Image-grounded pointing data:
:::

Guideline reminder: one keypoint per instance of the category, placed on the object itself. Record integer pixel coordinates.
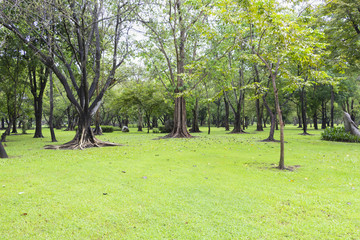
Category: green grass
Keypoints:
(218, 186)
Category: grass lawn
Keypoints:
(218, 186)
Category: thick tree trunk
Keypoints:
(179, 129)
(154, 123)
(279, 113)
(6, 133)
(237, 123)
(218, 103)
(14, 129)
(303, 110)
(51, 116)
(195, 125)
(84, 137)
(258, 116)
(323, 115)
(227, 113)
(2, 151)
(38, 117)
(315, 120)
(298, 113)
(97, 130)
(140, 120)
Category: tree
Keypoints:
(38, 76)
(3, 153)
(73, 27)
(175, 34)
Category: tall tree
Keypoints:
(38, 76)
(174, 33)
(73, 27)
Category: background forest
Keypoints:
(68, 64)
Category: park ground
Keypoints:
(218, 186)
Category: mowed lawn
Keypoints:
(217, 186)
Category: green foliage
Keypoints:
(221, 186)
(338, 134)
(107, 129)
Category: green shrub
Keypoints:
(107, 128)
(338, 134)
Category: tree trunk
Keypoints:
(315, 120)
(218, 103)
(195, 125)
(97, 130)
(179, 129)
(51, 116)
(272, 122)
(299, 117)
(303, 110)
(154, 122)
(6, 133)
(14, 129)
(323, 115)
(209, 116)
(279, 113)
(84, 137)
(140, 120)
(2, 151)
(332, 107)
(38, 102)
(258, 116)
(227, 113)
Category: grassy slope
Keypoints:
(217, 186)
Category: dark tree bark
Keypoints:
(6, 133)
(195, 122)
(140, 120)
(97, 130)
(298, 113)
(259, 116)
(227, 113)
(37, 86)
(179, 129)
(77, 30)
(259, 111)
(332, 107)
(3, 153)
(303, 110)
(315, 120)
(154, 123)
(51, 115)
(323, 115)
(218, 104)
(272, 121)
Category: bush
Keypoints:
(338, 134)
(107, 128)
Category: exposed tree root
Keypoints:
(178, 135)
(238, 132)
(269, 140)
(76, 144)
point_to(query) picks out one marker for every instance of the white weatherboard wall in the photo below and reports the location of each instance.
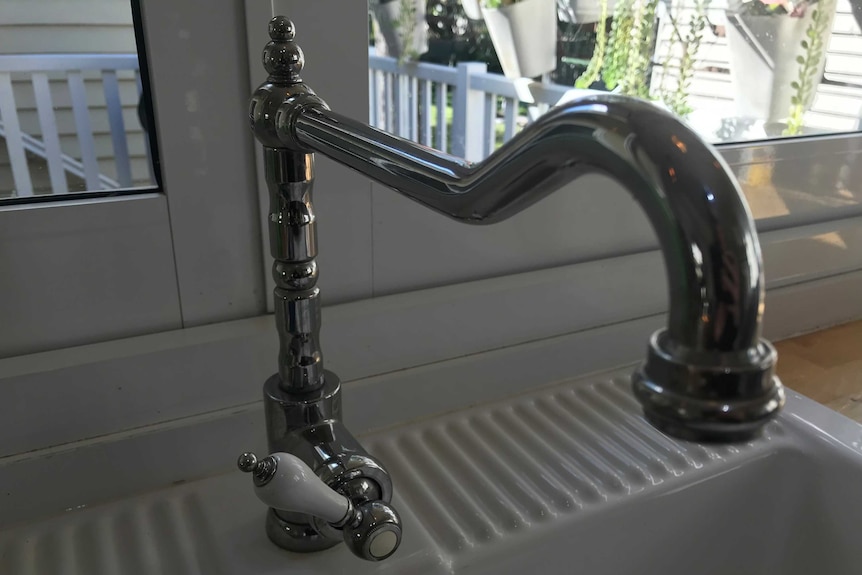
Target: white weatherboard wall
(506, 334)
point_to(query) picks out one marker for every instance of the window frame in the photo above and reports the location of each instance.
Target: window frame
(185, 253)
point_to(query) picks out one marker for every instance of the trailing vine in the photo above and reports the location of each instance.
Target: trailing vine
(406, 29)
(624, 60)
(636, 81)
(591, 74)
(813, 47)
(621, 37)
(677, 100)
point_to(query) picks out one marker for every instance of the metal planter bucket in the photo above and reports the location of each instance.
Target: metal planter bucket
(763, 52)
(525, 37)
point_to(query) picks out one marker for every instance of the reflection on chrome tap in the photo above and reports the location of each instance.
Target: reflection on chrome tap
(707, 376)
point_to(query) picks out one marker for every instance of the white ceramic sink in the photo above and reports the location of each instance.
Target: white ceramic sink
(566, 480)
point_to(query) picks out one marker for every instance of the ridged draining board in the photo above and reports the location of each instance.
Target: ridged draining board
(468, 484)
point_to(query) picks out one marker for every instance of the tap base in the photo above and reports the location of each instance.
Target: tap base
(296, 537)
(708, 396)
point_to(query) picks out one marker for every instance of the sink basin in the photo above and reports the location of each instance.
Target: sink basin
(566, 479)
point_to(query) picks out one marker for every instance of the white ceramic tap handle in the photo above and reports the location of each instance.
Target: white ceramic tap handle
(284, 482)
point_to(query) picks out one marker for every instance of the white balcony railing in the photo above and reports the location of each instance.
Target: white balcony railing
(41, 71)
(467, 111)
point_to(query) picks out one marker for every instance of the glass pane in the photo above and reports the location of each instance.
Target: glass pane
(735, 70)
(73, 110)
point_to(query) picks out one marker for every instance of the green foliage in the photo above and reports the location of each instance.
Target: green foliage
(624, 60)
(809, 64)
(677, 99)
(594, 68)
(406, 29)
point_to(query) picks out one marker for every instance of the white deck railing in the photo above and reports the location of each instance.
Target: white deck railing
(412, 100)
(415, 100)
(72, 67)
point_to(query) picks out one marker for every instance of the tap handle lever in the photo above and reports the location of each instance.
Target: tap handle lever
(284, 482)
(372, 529)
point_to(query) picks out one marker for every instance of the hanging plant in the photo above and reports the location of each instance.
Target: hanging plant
(688, 46)
(594, 68)
(813, 46)
(624, 60)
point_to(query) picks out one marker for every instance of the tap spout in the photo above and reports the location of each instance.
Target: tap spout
(709, 375)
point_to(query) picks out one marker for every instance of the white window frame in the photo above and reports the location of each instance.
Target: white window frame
(179, 374)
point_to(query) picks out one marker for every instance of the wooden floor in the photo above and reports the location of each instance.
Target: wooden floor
(826, 366)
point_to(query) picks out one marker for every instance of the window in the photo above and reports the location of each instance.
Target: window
(448, 74)
(104, 264)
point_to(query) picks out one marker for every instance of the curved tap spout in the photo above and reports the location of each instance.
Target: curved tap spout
(709, 375)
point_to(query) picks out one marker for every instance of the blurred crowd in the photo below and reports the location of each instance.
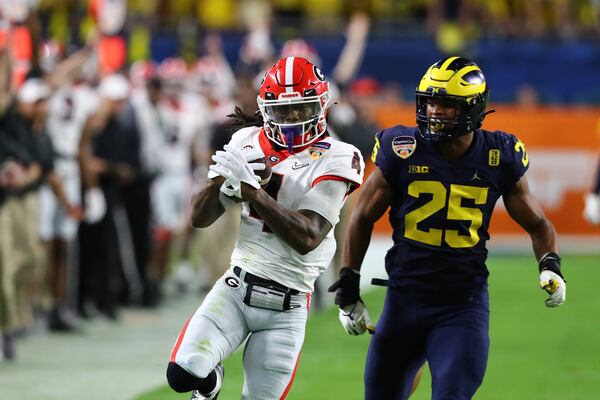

:::

» **WHAT NEEDS TO BE DONE**
Each record should be written out again exactly, though without its pictures.

» **OUTPUT BELOW**
Guideline reminder: one keypoint per instance of the category, placed on the object itself. Record integer pixel coordinates.
Category: green grass
Keypoints:
(218, 186)
Category: grass lawn
Keypoints:
(218, 186)
Category: thick tree trunk
Keypoints:
(179, 129)
(154, 123)
(279, 113)
(6, 133)
(237, 123)
(218, 103)
(14, 129)
(303, 110)
(51, 116)
(195, 125)
(84, 137)
(258, 116)
(323, 115)
(227, 113)
(2, 151)
(38, 117)
(315, 120)
(298, 113)
(97, 130)
(140, 120)
Category: tree
Keypoints:
(38, 76)
(3, 153)
(73, 27)
(175, 34)
Category: tall tree
Keypoints:
(38, 76)
(174, 33)
(73, 27)
Category: background forest
Keypoints:
(68, 64)
Category: park ground
Keypoints:
(218, 186)
Category: mowed lawn
Keypoints:
(217, 186)
Category: green foliage
Keypoints:
(221, 186)
(338, 134)
(107, 129)
Category: green shrub
Keypoints:
(107, 128)
(338, 134)
Category: tree trunk
Keypoints:
(315, 120)
(218, 103)
(195, 125)
(97, 130)
(179, 129)
(51, 116)
(272, 122)
(299, 117)
(303, 110)
(154, 122)
(6, 133)
(14, 129)
(323, 115)
(209, 116)
(279, 113)
(84, 137)
(140, 120)
(2, 151)
(332, 107)
(38, 102)
(258, 116)
(227, 113)
Category: grassy slope
Keypoints:
(217, 186)
Category: dark tree bark
Keypoints:
(6, 133)
(195, 122)
(140, 120)
(97, 130)
(298, 113)
(259, 116)
(227, 113)
(37, 86)
(179, 129)
(77, 30)
(259, 111)
(332, 107)
(3, 153)
(303, 110)
(315, 120)
(154, 123)
(51, 115)
(323, 115)
(218, 104)
(272, 121)
Category: bush
Keypoints:
(338, 134)
(107, 128)
Category: exposed tree root
Keypoints:
(178, 135)
(238, 132)
(269, 140)
(76, 144)
point_to(query) picks out one marker for every instance of the white weatherboard wall in the photo below and reports the location of each instance.
Target: white weatherboard wall
(506, 334)
point_to(query) picks out one marker for every instance of the window frame in the photo above and reports the location of each instance.
Target: window frame
(185, 253)
point_to(query) picks out one marker for every instance of the trailing vine in the photo above and reports the location of each instance.
Target: trailing vine
(406, 29)
(624, 60)
(636, 81)
(591, 74)
(813, 47)
(621, 37)
(677, 100)
point_to(query) picks out one marker for every instance of the metal planter bucket in the photo above and reports the location of each instance.
Target: metal planter bucket
(763, 52)
(525, 37)
point_to(query) picks out one marker for every instance of the reflection on chrome tap in the photo above and reports the location of each instance.
Target: reflection on chrome tap
(707, 376)
point_to(query) picks out one marker for every instance of the white ceramic sink in the photo above and reports the location of each instance.
Target: white ceramic sink
(566, 480)
point_to(query) picks out one marker for every instance of the ridged draining board in the photo above and reports the location of each instance.
Target: ridged draining board
(468, 484)
point_to(query) picks out one marker for every instance of the tap base in the photo above and reports the location of each instance.
Target: tap base
(296, 537)
(708, 396)
point_to(query) picks out one marker for every instance of the sink basin in the photo above and reports the location of each instance.
Target: sink basin
(566, 479)
point_to(query) picks out one marker for every instance of the white ceramic tap handle in the photo above and reports the location of each instance.
Target: white ceramic tap handle
(284, 482)
point_to(query) picks out one marker for every instance of the white balcony railing in the photo above and reports the location of each instance.
Target: white balcony railing
(41, 71)
(467, 111)
point_to(query) picks out one marker for every instance of the glass pane in the photo above and reports the location of each instance.
Target: glass pane
(735, 70)
(73, 110)
point_to(query) picks out one marker for every instance of the green foliage in the photo above and reports the location of each instance.
Target: green foliage
(624, 60)
(809, 64)
(677, 99)
(594, 68)
(406, 29)
point_to(query) picks out one marker for every instance of the white deck railing in the photo above and reports the location of each instance.
Target: white deck railing
(412, 100)
(415, 100)
(72, 67)
point_to(query) picks out one marker for every instance of the tap handle lever in the photo above and reports the location of each instance.
Target: tap handle lever
(284, 482)
(372, 529)
point_to(query) picks out one marker for every instance of the hanging plant in the photo above and reports the location of each instance.
Target: hanging plant
(688, 46)
(594, 68)
(813, 46)
(624, 60)
point_to(query) picks out one marker for every instance of the tap spout in the photo above and reports the location of each instance.
Target: tap spout
(709, 375)
point_to(query) picks out one marker for every instance of the white window frame in the photo above and reports the location of each instance.
Target: white window frame
(179, 374)
point_to(query) picks out one marker for every instance of the wooden floor in the photo above and reports the location of each instance.
Target: wooden floor
(826, 366)
point_to(query) picks out one marker for every instance of the window in the photo above and reports the location of each instance.
Target: window
(448, 74)
(104, 264)
point_to(query) picks out one marker for every instance of the curved tap spout in the photo above and reports the location of each instance.
Target: curved tap spout
(709, 375)
point_to(query) picks out one marker for every instance of the blurred crowd in the photo below and reports the location of each instance.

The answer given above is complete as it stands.